◆ **EXCERPT TO READ**
++++++++++

Standard of Review for Willfulness Disputed in Franklin, Tennessee Termination of Parental Rights: In re Preston H.

October 26, 2023 K.O. Herston 0 Comments

Facts: During a brief rendezvous during Mardi Gras, Mother and Father conceived Child. Mother, who lived in Ohio, wanted Child to be raised by Prospective Adoptive Parents, who lived in Tennessee, and gave custody of Child to them right after birth. Father wanted to raise Child himself.

Prospective Adoptive Parents petitioned to terminate Mother and Father’s parental rights and adopt Child in Ohio. The Ohio court terminated Father’s parental rights and granted the adoption, but the Ohio Supreme Court reversed the trial court’s decision.

Seven days later, with Mother now living in Florida, Prospective Adoptive Parents sued in Florida to terminate Father’s parental rights. The Florida court denied the petition to terminate Father’s parental rights, and this decision was affirmed on appeal.

Counsel for Prospective Adoptive Parents sent Father’s Florida counsel a letter indicating that the Prospective Adoptive Parents were no longer pursuing the adoption. The parties had a hearing to appoint a transition specialist to help transition Child from the only parents he’d ever known—Prospective Adoptive Parents—to Father.

Shortly thereafter, Prospective Adoptive Parents petitioned to terminate Father’s parental rights in Tennessee on grounds of abandonment by willful failure to pay support.

Father testified he stopped paying support because he believed Child would move in with him, and he used that money to buy a bed, bedding, dressers, another refrigerator, washing machine and dryer, etc. In his mind, the litigation was over. Adoption was off the table. He was preparing for Child’s arrival.

The trial court denied the petition to terminate Father’s parental rights because his failure to support was not willful.

Prospective Adoptive Parents appealed.

On Appeal: The Court of Appeals affirmed the trial court.

The interesting thing about this opinion is the discussion of willfulness and a disagreement over the proper standard of review.

++++++++++

◆ **EXCERPTED RECORDS**
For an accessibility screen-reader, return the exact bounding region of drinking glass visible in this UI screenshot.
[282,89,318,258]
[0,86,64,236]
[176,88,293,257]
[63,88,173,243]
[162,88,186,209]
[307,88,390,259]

++++++++++

◆ **WHAT IS ASKED**
a) In the case summary on In re Preston H., on what grounds did Prospective Adoptive Parents petition in Tennessee to terminate Father's parental rights?
b) Reproduce the stretch of the case summary on In re Preston H. from "Seven days later, with" through "affirmed on appeal.".
c) Proceed with the case summary on In re Preston H., picking up after its final sentence.

◆ **EXERCISE ANSWERS**
a) Abandonment by willful failure to pay support.

b)
Seven days later, with Mother now living in Florida, Prospective Adoptive Parents sued in Florida to terminate Father’s parental rights. The Florida court denied the petition to terminate Father’s parental rights, and this decision was affirmed on appeal.

c)
Until 2018, Tennessee law required proof that the failure to support was willful to terminate parental rights. Whether a parent did not support a child was a question of fact, but whether the proven facts amounted to clear and convincing evidence of willfulness presented a question of law.

On July 1, 2018, the definition of “abandonment” changed. Since then, “lack of willfulness” is an affirmative defense that must be proven by a preponderance of the evidence. The trial court must be convinced that it was “more likely true than not true” that the failure to support was not willful. The burden of proving lack of willfulness lies with the parent.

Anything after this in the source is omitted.